**Extract provided:**
########################################
Canadian Photographer Lynne Cohen Dies at 69

Lynne Cohen proofing <em>Untitled (blowing curtains)</em> at Toronto Image Works, September 2009. Photo: Michael Mitchell. Lynne Cohen proofing Untitled (blowing curtains) at Toronto Image Works, September 2009. Photo: Michael Mitchell.

Canadian photographer Lynne Cohen, known for exacting and penetrating images of human environments, has died following an extended battle with lung cancer.

Cohen, based in Montreal, was originally diagnosed with cancer some three years ago, around the same time she won the inaugural $50,000 Scotiabank Photography Award.

Olga Korper Gallery, Cohen’s Toronto dealer for 14 years, issued a Facebook statement that notes, “we feel incredibly privileged to have worked with her and reveled in her tremendous character and passion for her work.”

Born in Racine, Wisconsin, on July 3, 1944, Cohen received her MFA from Eastern Michigan University, with a year spent at London’s Slade School of Fine Art. She started out as a sculptor and printmaker before moving into photography in the early 1970s.

Cohen began living and working in Canada in 1973, and she taught photography at the University of Ottawa from 1974 to 2005. In 2005, she also won a Governor General’s Award. Her work is more than 50 public collections, including those of the National Gallery of Canada, the Art Institute of Chicago, and the Metropolitan Museum of Art in New York.
########################################
**Record excerpts:**
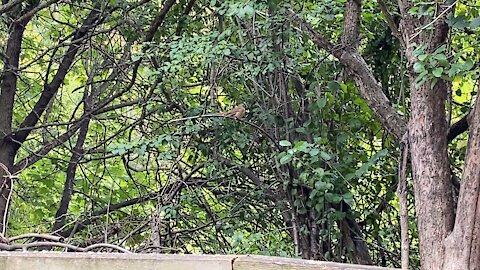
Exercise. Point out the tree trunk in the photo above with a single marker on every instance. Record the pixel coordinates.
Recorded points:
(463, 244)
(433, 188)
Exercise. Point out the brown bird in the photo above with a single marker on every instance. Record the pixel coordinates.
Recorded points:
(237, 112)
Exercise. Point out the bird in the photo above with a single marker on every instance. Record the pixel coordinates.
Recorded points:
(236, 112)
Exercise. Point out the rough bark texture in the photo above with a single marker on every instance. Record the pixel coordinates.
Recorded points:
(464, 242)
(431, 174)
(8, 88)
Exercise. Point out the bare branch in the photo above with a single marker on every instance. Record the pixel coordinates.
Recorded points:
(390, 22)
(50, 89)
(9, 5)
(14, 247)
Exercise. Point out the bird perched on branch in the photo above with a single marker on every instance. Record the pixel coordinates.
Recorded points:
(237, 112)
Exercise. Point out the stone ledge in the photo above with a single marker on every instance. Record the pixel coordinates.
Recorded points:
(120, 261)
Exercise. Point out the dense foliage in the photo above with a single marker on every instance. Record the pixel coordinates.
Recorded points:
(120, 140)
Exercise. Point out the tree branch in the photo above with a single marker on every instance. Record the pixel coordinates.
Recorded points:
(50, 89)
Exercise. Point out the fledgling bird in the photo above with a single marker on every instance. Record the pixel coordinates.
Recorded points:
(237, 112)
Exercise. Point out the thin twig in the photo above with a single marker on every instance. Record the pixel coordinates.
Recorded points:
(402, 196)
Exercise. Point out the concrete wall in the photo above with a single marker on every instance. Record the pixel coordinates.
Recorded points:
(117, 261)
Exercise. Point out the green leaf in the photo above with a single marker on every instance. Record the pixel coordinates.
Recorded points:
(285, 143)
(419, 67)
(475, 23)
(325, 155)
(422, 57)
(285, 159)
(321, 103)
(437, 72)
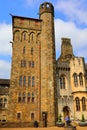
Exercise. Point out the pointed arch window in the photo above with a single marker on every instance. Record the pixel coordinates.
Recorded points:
########################################
**Work to complete:**
**a)** In the Lynne Cohen obituary, write out the passage starting with "Lynne Cohen proofing <em>Untitled" and going on through "with lung cancer.", word for word.
**b)** Can you turn the paragraph of the Lynne Cohen obituary that begins "Born in Racine, Wisconsin" into a short bulleted list that keeps its main facts?

**Per-task outputs:**
**a)**
Lynne Cohen proofing <em>Untitled (blowing curtains)</em> at Toronto Image Works, September 2009. Photo: Michael Mitchell. Lynne Cohen proofing Untitled (blowing curtains) at Toronto Image Works, September 2009. Photo: Michael Mitchell.

Canadian photographer Lynne Cohen, known for exacting and penetrating images of human environments, has died following an extended battle with lung cancer.

**b)**
- Born in Racine, Wisconsin, on July 3, 1944
- Earned an MFA from Eastern Michigan University, with a year at London's Slade School of Fine Art
- Started out as a sculptor and printmaker
- Moved into photography in the early 1970s